- ESTRATTO:
------------------------
Sentenze Cassazione

Avances tra colleghi, frasi scurrili e palpeggiamenti

Avances tra colleghi, frasi scurrili e palpeggiamenti
Corte di Cassazione III Sezione Penale
Sentenza 30 settembre – 16 ottobre 2014, n. 43314
Presidente Squassoni – Relatore Andreazza

I rapporti tra colleghi non sono sempre “rose e fiori” spesso vivere a stretto contatto porta a lasciarsi andare ma la troppa confidenza e leggerezza potrebbe non essere gradita e, in questi casi, basta poco per giungere in Tribunale e beccarsi una condanna.

La questione trattata dalla Corte di Cassazione verte proprio sul difficile rapporto tra colleghi e, più nello specifico, un caso in cui una impiegata è stata costretta a subire contro la propria volontà un atto sessuale e per averne leso l’onore e il decoro pronunciando una frase ingiuriosa.

La Cassazione ha concluso condannando il ricorrente per il “toccamento” ma lo ha assolto per la frase scurrile pronunciata.

Si legge in sentenza, “la Corte di merito ha disatteso la doglianza difensiva in ordine alla mancanza, nella frase pronunciata, di illiceità alcuna affermando che la portata ingiuriosa della stessa sarebbe indiscutibile “dal momento che proprio la stessa ha integrato il primo approccio di carattere sessuale verso la parte offesa”. Tale conclusione appare tuttavia fondata sull”illogico presupposto per cui il solo fatto dei collegamento all’approccio sessuale, successivamente posto in essere dall’imputato, avrebbe dovuto conferire alla frase una valenza di per sé necessariamente ingiuriosa; al contrario la Corte, senza arrestarsi a considerare il solo aspetto dei reato sessuale, quasi facendolo coincidere con quello della lesione verbale dell’altrui onore, avrebbe dovuto anzitutto analizzare il contenuto oggettivo della frase e verificare se esso, per le parole pronunciate, esprimesse appunto, come necessario per l’integrazione del reato, offesa dell’altrui onore e decoro.
------------------------
- DATI MOSTRATI:

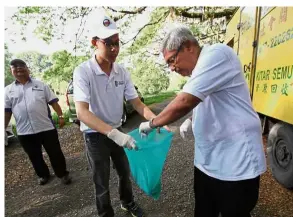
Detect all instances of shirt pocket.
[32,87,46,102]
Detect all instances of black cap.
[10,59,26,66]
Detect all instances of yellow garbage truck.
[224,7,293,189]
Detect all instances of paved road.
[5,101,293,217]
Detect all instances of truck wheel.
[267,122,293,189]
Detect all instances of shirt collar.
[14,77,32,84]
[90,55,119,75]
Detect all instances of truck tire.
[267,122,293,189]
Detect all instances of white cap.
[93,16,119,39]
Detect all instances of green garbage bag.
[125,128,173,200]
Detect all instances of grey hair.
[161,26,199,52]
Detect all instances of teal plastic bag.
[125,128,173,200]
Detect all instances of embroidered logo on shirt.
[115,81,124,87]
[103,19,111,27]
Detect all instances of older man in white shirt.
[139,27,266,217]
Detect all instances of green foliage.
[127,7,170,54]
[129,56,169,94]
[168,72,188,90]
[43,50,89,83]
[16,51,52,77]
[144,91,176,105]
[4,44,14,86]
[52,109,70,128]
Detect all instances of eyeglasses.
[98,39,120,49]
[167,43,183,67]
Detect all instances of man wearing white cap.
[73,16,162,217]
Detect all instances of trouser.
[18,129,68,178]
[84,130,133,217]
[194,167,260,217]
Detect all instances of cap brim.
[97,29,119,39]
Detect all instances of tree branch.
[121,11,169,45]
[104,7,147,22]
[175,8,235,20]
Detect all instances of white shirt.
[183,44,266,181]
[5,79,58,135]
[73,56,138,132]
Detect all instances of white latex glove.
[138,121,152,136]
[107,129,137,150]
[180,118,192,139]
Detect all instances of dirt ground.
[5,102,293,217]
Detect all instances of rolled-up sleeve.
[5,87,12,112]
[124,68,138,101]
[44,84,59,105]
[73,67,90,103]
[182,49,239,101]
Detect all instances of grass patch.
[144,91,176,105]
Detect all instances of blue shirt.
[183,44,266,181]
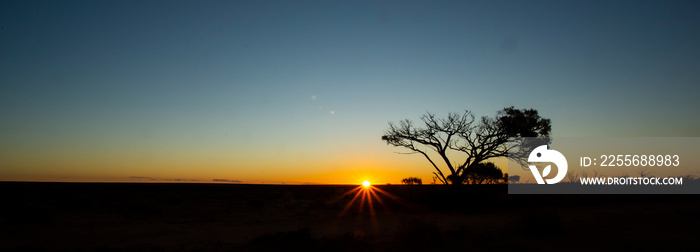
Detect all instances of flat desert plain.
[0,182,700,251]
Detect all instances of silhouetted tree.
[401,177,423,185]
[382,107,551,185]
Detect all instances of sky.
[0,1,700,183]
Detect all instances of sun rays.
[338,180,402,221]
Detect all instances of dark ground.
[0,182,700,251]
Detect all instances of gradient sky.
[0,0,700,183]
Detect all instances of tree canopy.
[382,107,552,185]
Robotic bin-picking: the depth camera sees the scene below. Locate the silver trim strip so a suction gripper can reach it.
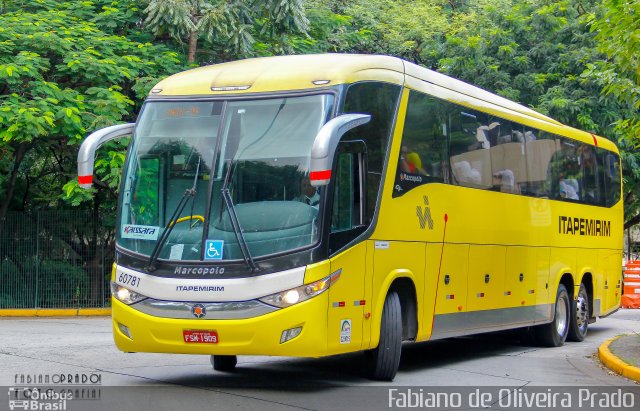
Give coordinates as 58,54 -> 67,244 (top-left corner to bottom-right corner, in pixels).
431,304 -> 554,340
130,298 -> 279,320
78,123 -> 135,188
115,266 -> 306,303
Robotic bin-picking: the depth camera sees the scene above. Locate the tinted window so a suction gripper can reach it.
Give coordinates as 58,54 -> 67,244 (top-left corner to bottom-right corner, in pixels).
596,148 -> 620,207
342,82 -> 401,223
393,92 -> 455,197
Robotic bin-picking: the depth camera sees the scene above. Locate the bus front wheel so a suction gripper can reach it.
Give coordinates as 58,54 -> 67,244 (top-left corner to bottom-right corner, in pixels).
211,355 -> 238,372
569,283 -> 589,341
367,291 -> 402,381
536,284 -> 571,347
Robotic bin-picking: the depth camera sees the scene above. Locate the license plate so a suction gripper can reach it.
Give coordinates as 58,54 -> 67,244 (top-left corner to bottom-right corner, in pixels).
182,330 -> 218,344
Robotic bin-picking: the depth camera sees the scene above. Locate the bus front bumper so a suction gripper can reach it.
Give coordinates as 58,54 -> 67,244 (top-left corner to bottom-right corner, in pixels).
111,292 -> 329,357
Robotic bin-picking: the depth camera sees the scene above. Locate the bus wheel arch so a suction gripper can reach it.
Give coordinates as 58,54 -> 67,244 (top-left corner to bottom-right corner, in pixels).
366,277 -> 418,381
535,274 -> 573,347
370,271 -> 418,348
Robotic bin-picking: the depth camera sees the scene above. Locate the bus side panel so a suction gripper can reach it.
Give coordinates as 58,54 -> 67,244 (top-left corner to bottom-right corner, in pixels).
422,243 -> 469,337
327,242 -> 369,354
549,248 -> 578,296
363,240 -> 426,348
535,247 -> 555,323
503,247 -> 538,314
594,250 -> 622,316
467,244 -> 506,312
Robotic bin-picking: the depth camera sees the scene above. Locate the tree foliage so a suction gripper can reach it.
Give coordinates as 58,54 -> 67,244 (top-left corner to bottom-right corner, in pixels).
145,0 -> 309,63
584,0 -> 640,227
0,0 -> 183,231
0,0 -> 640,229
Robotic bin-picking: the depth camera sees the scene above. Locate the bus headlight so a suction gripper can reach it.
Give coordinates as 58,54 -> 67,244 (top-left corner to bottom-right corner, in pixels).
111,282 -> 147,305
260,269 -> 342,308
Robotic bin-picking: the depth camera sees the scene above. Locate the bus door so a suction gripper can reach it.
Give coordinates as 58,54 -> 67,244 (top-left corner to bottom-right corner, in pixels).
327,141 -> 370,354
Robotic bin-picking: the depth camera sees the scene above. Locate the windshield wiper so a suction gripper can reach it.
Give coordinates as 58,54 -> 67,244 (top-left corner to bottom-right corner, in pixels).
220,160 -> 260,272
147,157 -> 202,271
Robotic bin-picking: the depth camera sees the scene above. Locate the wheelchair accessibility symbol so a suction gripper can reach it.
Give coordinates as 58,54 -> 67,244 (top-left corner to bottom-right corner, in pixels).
------------------------
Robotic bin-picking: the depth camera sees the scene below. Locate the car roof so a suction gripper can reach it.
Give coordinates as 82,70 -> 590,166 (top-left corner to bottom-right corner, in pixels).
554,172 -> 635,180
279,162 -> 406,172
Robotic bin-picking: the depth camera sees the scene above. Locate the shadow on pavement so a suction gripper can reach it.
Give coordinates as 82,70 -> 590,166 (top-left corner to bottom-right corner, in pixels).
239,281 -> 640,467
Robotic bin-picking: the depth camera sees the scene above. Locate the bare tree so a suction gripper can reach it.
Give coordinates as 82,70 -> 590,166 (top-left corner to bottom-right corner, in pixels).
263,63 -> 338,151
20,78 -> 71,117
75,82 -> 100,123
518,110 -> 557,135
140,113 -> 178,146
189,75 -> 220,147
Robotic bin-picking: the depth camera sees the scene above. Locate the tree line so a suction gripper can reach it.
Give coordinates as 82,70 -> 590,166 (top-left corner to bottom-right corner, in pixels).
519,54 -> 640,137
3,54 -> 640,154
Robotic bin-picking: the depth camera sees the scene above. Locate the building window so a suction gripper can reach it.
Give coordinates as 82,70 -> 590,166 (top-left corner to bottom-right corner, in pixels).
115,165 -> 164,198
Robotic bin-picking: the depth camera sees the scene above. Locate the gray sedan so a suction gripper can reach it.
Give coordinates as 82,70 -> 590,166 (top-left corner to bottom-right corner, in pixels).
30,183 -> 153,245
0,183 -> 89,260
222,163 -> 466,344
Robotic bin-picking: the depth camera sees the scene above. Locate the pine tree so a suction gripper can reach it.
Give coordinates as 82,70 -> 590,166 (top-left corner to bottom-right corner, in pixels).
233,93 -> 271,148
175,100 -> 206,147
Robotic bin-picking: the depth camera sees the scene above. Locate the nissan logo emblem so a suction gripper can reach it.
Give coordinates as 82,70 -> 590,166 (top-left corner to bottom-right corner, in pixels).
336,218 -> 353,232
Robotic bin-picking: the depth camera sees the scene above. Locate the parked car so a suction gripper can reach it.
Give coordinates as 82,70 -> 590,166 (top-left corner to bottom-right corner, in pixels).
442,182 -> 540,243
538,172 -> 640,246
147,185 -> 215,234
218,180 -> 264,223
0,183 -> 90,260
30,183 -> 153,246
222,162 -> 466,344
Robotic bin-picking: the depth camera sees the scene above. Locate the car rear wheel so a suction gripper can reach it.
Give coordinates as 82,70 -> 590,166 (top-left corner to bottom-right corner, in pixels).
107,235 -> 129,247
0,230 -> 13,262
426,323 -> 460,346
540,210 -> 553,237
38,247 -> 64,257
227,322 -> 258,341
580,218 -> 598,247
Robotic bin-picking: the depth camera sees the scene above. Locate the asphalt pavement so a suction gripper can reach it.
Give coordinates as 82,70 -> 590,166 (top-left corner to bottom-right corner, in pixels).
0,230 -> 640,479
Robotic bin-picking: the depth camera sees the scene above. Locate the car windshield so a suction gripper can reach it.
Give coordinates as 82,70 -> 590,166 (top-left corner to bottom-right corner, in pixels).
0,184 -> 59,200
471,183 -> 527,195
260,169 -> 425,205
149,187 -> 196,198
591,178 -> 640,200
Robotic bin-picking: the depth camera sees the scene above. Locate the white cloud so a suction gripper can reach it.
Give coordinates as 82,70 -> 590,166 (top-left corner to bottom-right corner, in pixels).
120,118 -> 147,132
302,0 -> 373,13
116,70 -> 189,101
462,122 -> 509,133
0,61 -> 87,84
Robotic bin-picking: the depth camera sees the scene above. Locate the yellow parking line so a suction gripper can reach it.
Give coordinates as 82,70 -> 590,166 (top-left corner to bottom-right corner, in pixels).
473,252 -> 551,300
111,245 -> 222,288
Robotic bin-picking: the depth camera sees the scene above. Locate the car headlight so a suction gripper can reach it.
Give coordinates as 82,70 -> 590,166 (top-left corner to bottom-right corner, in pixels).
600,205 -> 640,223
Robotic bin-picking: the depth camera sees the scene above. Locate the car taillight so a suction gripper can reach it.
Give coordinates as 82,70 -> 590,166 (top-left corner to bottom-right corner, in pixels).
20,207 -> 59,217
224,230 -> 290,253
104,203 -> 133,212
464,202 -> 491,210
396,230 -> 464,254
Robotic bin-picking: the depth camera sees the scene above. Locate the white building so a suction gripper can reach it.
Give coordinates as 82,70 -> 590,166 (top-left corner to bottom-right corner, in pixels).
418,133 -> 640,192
------------------------
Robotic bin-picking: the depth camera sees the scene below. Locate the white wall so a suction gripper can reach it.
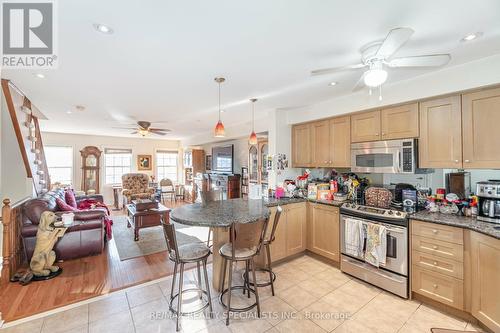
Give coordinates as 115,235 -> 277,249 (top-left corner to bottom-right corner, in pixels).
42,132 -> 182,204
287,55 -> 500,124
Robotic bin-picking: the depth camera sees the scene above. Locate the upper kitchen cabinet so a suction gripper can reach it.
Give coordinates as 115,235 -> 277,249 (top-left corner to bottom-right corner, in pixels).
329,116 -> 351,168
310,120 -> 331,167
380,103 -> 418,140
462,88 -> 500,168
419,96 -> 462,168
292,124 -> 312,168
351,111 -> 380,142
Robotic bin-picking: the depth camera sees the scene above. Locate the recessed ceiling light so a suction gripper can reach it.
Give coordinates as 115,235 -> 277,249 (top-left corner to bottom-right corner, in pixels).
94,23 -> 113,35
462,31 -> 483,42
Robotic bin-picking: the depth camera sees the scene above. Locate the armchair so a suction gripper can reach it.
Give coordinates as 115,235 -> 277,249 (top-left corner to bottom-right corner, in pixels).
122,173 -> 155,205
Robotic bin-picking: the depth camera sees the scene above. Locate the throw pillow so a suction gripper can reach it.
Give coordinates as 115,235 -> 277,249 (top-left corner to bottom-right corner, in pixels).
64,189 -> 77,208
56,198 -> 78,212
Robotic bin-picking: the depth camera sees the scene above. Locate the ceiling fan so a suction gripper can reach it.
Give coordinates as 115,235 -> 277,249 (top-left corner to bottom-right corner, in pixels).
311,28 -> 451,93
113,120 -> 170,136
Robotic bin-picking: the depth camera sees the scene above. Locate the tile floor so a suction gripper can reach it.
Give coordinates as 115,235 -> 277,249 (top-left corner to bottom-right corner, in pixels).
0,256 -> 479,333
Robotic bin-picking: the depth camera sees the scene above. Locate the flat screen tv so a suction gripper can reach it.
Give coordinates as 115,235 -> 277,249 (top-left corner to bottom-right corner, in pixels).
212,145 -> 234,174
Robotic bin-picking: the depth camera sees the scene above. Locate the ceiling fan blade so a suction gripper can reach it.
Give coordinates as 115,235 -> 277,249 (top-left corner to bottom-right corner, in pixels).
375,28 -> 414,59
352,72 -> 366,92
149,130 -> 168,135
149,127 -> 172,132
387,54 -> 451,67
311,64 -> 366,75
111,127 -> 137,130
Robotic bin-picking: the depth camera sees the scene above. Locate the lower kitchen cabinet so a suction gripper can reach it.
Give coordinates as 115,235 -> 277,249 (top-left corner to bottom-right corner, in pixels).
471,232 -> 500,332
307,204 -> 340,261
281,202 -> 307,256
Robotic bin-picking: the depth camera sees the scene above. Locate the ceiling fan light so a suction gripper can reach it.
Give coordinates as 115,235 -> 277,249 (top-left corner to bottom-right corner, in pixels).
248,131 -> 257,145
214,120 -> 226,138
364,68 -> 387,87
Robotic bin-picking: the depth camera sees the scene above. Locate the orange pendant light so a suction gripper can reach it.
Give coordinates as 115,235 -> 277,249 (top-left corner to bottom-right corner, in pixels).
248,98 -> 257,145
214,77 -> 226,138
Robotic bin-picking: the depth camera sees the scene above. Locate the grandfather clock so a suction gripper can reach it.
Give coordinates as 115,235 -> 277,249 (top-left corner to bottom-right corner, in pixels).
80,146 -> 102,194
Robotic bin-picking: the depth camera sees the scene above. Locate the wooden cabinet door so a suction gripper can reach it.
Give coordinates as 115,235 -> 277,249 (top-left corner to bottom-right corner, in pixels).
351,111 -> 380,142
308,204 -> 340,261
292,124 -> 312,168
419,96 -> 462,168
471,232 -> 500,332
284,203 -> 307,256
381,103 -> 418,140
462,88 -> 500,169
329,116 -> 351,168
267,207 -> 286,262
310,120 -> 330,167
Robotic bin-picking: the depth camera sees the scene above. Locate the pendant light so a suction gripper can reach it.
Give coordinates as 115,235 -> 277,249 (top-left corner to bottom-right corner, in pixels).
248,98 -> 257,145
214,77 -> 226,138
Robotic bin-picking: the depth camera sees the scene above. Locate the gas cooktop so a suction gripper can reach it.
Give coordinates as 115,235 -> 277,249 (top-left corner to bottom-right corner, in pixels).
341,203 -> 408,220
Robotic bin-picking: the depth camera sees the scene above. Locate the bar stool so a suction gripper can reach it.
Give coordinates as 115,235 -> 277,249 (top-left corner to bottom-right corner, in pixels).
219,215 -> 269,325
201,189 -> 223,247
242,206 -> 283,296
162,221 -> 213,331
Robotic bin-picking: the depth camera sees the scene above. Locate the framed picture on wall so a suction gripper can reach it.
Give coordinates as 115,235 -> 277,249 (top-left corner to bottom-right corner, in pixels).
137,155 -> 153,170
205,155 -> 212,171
------------------------
- ESERCIZI:
(1) Secondo l'estratto, per quale condotta la Cassazione ha assolto il ricorrente?
(2) Per ciascuna affermazione, indica con sì o no se concorda con l'estratto e cita le parole che lo stabiliscono.
(a) La sentenza porta il numero 43314.
(b) La Cassazione ha assolto il ricorrente per il "toccamento".
(c) Il presidente della sezione era Andreazza.
Per rispondere basta l'estratto.

- SOLUZIONI:
(1) Per la frase scurrile pronunciata.

(2)
(a) Sì: «Sentenza 30 settembre – 16 ottobre 2014, n. 43314».
(b) No: «La Cassazione ha concluso condannando il ricorrente per il “toccamento”».
(c) No: «Presidente Squassoni – Relatore Andreazza».